Problem:
Rewrite the material from the line holding "Target: shadow on ground" through the end, inclusive, swapping "single marker" for "single point" and leaving everything else unchanged.

[Dataset rows showing where objects appear]
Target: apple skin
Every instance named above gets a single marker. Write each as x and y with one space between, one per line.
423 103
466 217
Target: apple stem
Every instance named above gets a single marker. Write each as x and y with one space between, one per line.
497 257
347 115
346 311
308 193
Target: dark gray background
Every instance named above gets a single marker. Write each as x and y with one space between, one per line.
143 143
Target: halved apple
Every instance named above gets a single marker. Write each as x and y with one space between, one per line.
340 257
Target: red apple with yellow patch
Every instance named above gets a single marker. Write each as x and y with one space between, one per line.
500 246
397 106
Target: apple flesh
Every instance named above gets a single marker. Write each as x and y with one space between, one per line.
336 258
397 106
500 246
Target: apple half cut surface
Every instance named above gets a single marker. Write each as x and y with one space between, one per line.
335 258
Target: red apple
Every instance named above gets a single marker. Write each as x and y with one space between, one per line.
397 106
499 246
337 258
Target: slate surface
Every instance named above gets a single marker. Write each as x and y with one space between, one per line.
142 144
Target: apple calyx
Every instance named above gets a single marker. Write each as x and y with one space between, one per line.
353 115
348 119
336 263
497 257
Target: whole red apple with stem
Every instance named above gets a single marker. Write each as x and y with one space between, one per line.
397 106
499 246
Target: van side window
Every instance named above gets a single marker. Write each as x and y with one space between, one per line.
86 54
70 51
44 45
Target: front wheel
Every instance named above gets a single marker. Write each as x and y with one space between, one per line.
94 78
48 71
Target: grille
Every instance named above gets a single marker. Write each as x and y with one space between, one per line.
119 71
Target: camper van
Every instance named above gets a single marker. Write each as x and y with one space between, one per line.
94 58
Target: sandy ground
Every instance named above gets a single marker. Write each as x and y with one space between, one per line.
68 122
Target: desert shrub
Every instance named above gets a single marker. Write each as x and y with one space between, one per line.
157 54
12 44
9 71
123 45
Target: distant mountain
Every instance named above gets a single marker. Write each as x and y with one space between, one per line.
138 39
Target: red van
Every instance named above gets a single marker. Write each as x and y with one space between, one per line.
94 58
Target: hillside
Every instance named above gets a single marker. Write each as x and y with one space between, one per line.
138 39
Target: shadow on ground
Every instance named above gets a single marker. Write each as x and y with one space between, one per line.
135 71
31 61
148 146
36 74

The completed task:
Target: shadow on ground
Every instance named above gets a single point. Write each as x and y with one space between, one per line.
135 71
31 61
148 146
36 74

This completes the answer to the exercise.